- _TASK DETAILS_:
Each line below should be copied exactly as it stands.

-----

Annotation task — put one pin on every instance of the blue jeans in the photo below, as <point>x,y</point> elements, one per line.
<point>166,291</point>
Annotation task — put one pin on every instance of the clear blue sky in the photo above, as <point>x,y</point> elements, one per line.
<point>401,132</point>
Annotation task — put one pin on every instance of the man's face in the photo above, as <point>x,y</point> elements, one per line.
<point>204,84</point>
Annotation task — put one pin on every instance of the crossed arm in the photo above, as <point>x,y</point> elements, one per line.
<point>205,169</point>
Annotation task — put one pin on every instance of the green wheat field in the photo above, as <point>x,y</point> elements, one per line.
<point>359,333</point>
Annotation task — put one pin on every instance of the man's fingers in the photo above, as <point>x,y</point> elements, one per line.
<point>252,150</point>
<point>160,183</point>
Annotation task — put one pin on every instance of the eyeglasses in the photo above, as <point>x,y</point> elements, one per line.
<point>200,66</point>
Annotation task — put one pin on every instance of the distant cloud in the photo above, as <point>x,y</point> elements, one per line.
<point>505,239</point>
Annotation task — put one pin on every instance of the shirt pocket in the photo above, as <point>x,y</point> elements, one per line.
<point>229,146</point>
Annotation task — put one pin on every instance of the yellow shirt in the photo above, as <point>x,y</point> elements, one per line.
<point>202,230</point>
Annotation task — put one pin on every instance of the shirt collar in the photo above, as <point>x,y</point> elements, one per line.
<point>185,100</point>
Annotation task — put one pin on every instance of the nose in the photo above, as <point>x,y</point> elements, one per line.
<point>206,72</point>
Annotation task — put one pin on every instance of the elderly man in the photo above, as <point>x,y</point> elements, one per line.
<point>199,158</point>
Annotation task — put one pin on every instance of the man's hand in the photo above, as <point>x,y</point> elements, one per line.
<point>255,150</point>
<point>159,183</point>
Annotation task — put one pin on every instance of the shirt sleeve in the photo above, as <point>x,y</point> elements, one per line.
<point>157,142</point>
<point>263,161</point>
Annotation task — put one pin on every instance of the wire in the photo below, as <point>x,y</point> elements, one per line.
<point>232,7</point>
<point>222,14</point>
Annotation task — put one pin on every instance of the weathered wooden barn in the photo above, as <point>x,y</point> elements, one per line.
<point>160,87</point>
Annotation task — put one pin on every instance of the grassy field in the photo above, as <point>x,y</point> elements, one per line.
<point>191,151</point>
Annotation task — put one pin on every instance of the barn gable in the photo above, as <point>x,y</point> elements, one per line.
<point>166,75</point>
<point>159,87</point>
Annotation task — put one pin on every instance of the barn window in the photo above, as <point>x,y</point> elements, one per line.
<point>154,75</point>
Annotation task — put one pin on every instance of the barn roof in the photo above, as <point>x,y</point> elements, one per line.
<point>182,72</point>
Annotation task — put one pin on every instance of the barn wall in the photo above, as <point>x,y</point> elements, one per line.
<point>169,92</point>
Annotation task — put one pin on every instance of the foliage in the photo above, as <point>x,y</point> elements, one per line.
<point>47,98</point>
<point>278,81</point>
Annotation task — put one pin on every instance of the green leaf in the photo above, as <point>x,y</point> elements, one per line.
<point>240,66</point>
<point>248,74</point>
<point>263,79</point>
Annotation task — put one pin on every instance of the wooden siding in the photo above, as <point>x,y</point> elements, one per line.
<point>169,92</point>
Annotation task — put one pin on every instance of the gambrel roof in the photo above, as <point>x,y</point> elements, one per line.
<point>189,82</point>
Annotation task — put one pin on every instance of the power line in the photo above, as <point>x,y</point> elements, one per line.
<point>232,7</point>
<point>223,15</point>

-----

- _TASK OUTPUT_:
Annotation task — put one pin on every instance of the blue jeans in the photo below, as <point>x,y</point> elements, one per line.
<point>166,291</point>
Annotation task — put one pin on every instance of the clear blue sky in the photo above, as <point>x,y</point> elements, one per line.
<point>401,132</point>
Annotation task — put one pin on every instance of the man's face in the photo above, as <point>x,y</point> elements, one per line.
<point>204,84</point>
Annotation task — put one pin on every instance of the crossed arm in the photo above, as <point>x,y</point> elements, one per line.
<point>205,169</point>
Annotation task — put one pin on every instance of the green wheat field in the photo above, as <point>x,y</point> elements, one per line.
<point>359,333</point>
Annotation task — put one pin on every instance of the man's fingers in the photo above, as <point>x,y</point> elements, one per line.
<point>252,150</point>
<point>160,183</point>
Annotation task — put one pin on every instance of the eyeglasses in the photo above, as <point>x,y</point> elements, one per line.
<point>200,66</point>
Annotation task — put one pin on every instance of the distant cloud in the photo above, as <point>x,y</point> elements, one per line.
<point>505,239</point>
Annotation task — put one pin on every instance of the shirt pocket in the photo above, as <point>x,y</point> elements, one per line.
<point>229,146</point>
Annotation task — put one pin on every instance of the yellow shirt in the photo above, as <point>x,y</point> elements, one per line.
<point>202,230</point>
Annotation task — put one pin on every instance of the shirt collar in the photo above, as <point>x,y</point> elements, one per line.
<point>185,100</point>
Annotation task — put one pin on every instance of the nose in the photo above, as <point>x,y</point> elements, one per line.
<point>206,72</point>
Annotation task — put one pin on every instance of the elderly man in the photo above, as <point>x,y</point> elements, one per line.
<point>199,158</point>
Annotation task — put one pin on every instance of the man's hand in the photo above, as <point>x,y</point> elements, one per line.
<point>255,150</point>
<point>159,183</point>
Annotation task — put one pin on every instance of the shirt sleeve in the photo above, as <point>x,y</point> elements, one per line.
<point>157,142</point>
<point>263,161</point>
Annotation task — put one pin on every instance of the wire in the photo below, as <point>x,y</point> elements, one per line.
<point>232,7</point>
<point>222,14</point>
Annotation task — put one pin on every instance of the weathered wooden barn in the photo above, as <point>x,y</point> elements, one per line.
<point>160,87</point>
Annotation task — put one pin on every instance of the grassy field in the photo above, as <point>x,y</point> elements, one per line.
<point>191,151</point>
Annotation task — put one pin on every instance of the barn gable in the photo above, as <point>x,y</point> elements, one per line.
<point>166,75</point>
<point>159,87</point>
Annotation task — put one pin on every instance of the barn window in the photo above, as <point>x,y</point> elements, one per line.
<point>154,75</point>
Annotation task — put one pin on every instance of the barn roof in the photo above, as <point>x,y</point> elements, one per line.
<point>182,72</point>
Annotation task — put one pin on every instance of the barn wall in the photo above, as <point>x,y</point> elements, one per line.
<point>169,92</point>
Annotation task — put one pin on every instance of the foliage in the photo above, as <point>x,y</point> elements, one per line.
<point>47,98</point>
<point>278,81</point>
Annotation task — put one pin on every instance of the green leaf in the photo above, as <point>x,y</point> elements, one per line.
<point>240,66</point>
<point>248,74</point>
<point>263,79</point>
Annotation task — put one pin on every instance of the wooden siding in the photo above, as <point>x,y</point> elements, one per line.
<point>169,92</point>
Annotation task — put one pin on every instance of the gambrel roof in the photo above, as <point>x,y</point> elements, one per line.
<point>189,82</point>
Annotation task — put one pin on every instance of the power line in the photo above, as <point>x,y</point> elements, one per line.
<point>232,7</point>
<point>223,15</point>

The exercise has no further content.